— BEGIN —

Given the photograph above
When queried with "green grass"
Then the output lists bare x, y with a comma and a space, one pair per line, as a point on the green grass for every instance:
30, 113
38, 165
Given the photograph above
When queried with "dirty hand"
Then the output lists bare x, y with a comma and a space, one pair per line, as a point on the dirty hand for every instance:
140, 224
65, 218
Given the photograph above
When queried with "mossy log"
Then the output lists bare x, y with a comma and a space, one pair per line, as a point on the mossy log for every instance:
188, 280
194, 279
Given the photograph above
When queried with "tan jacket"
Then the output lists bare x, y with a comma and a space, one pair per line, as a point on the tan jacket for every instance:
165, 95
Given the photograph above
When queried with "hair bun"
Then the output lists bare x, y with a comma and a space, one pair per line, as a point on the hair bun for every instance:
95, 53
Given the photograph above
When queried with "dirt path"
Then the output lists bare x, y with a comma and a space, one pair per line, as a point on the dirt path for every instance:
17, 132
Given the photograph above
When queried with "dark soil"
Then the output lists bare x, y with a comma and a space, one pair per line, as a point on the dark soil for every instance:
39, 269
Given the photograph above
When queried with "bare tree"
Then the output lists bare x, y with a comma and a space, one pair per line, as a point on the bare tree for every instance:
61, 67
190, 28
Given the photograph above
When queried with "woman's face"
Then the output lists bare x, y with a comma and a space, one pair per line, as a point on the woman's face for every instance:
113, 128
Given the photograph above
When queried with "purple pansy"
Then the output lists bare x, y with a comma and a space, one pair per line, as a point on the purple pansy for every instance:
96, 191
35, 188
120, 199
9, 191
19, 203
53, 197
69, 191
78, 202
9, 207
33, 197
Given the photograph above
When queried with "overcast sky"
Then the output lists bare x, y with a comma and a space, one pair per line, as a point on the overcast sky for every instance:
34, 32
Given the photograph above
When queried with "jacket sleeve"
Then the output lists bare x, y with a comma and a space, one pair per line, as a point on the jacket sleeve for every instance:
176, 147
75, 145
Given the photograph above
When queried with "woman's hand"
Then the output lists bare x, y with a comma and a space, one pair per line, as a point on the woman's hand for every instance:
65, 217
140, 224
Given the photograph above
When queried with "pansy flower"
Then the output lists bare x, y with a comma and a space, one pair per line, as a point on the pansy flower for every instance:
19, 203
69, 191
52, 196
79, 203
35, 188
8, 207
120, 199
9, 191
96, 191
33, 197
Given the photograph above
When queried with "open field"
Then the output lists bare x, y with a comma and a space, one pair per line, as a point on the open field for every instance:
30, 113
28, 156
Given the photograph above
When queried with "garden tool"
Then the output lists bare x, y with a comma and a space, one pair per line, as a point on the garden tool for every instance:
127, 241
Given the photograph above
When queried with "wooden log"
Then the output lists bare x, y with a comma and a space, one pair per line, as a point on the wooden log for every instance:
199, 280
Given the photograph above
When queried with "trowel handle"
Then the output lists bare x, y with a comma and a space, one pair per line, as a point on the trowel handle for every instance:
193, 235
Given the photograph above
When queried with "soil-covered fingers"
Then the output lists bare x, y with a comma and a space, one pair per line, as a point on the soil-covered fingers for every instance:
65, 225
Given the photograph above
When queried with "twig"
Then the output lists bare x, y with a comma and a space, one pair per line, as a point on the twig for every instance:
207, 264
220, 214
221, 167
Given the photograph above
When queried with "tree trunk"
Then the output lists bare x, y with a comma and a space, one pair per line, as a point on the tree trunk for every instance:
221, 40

— END —
— BEGIN —

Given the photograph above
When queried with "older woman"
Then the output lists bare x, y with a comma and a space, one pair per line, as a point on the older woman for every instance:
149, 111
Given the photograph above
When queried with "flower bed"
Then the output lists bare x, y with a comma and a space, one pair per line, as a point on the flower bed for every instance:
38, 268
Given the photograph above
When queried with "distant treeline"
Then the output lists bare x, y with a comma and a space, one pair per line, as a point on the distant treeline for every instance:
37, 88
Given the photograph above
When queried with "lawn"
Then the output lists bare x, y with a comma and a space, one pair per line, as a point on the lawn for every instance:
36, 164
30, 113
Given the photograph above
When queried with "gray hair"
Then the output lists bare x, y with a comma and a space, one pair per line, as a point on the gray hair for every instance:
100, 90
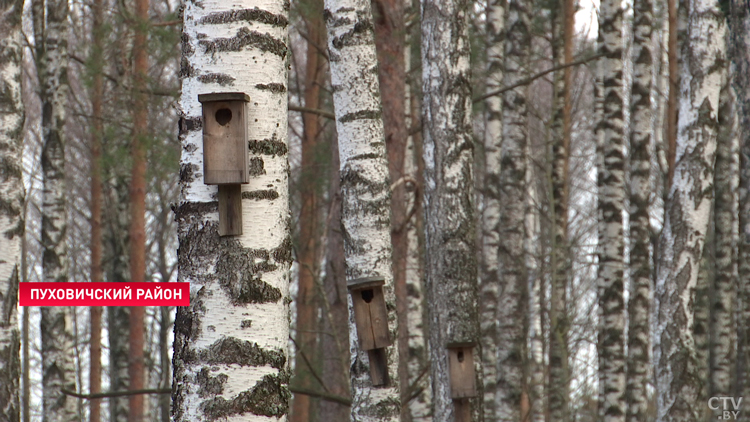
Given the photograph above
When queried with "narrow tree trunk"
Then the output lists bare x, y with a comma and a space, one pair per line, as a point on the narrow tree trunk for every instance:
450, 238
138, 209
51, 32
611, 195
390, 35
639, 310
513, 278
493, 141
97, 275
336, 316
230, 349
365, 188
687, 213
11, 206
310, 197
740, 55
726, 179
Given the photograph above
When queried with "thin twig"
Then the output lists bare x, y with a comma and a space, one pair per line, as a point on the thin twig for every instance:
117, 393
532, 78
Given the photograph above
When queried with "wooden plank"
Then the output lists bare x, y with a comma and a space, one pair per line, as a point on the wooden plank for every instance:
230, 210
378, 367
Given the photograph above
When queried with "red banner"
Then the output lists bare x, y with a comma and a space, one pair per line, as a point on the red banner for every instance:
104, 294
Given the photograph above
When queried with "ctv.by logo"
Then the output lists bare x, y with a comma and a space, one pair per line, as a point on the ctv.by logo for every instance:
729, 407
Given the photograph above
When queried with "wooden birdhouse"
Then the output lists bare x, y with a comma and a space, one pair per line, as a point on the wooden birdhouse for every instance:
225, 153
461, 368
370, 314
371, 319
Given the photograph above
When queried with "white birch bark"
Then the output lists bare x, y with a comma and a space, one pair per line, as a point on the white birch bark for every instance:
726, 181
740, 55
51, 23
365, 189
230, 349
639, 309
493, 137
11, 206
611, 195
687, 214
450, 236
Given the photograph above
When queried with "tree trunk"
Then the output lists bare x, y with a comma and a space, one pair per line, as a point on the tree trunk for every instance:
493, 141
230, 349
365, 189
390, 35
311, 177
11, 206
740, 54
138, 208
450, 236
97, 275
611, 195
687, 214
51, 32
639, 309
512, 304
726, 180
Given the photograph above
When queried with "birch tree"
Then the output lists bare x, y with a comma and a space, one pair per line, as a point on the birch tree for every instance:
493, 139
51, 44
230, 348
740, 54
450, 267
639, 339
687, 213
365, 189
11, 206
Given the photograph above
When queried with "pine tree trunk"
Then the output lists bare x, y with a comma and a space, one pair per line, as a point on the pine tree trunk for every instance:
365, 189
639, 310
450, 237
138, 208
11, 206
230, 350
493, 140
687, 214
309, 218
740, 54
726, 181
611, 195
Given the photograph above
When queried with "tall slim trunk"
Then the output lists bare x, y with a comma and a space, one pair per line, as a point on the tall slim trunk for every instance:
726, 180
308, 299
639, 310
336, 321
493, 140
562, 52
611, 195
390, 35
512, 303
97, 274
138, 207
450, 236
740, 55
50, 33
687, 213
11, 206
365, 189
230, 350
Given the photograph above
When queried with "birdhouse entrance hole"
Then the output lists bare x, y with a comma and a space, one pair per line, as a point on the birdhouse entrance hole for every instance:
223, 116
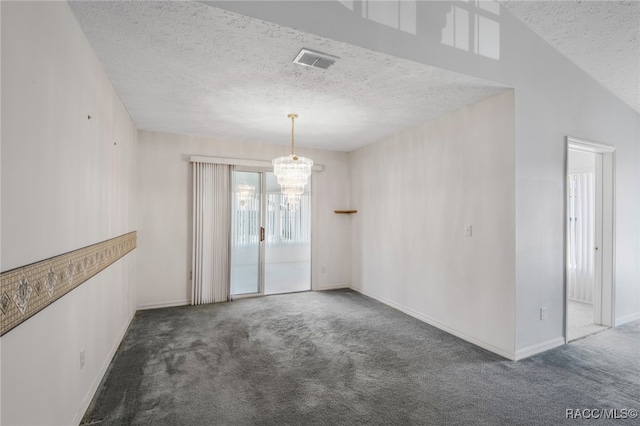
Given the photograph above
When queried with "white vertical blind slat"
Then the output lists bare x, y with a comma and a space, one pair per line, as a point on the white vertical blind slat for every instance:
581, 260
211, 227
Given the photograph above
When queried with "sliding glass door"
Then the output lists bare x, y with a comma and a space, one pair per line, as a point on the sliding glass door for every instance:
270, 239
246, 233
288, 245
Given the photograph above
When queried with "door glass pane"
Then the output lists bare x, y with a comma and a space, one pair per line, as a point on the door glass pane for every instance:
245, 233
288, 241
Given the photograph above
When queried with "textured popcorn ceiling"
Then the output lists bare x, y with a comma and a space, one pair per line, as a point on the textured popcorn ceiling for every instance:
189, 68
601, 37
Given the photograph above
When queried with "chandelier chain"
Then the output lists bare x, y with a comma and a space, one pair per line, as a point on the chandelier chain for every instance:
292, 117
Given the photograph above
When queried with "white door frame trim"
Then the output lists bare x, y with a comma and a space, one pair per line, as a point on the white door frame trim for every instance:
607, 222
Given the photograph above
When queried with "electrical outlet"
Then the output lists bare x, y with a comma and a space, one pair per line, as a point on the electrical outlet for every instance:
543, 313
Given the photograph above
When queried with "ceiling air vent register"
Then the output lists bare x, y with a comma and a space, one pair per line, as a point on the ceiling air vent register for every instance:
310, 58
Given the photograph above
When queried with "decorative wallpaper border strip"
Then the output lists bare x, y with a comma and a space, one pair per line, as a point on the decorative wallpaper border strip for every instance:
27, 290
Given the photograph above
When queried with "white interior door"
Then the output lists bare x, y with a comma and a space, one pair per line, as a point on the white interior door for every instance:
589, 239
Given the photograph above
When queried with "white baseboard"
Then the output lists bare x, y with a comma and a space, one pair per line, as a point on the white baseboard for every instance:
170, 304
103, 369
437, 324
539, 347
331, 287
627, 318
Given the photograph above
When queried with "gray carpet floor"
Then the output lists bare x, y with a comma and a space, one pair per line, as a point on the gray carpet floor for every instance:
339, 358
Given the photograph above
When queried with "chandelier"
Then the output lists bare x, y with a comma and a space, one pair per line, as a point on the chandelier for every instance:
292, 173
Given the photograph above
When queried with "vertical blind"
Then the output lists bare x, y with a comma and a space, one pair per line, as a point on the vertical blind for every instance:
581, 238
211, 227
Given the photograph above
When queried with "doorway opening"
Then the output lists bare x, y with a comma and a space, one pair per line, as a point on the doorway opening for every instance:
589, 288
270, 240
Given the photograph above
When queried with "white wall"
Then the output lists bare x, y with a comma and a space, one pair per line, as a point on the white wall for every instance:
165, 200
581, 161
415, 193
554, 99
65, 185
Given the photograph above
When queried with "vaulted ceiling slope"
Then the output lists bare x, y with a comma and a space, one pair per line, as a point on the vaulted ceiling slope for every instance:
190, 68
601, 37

— END —

- **EXERCISE BRIEF**
Return every line above that contains the string "pane", copied in full. Case matters.

- **FINAL ANSWER**
When queried with "door glass pane"
Then the output lists bare x, y with a comma and a space, one pair per line, as a point on the door glass pane for every instance:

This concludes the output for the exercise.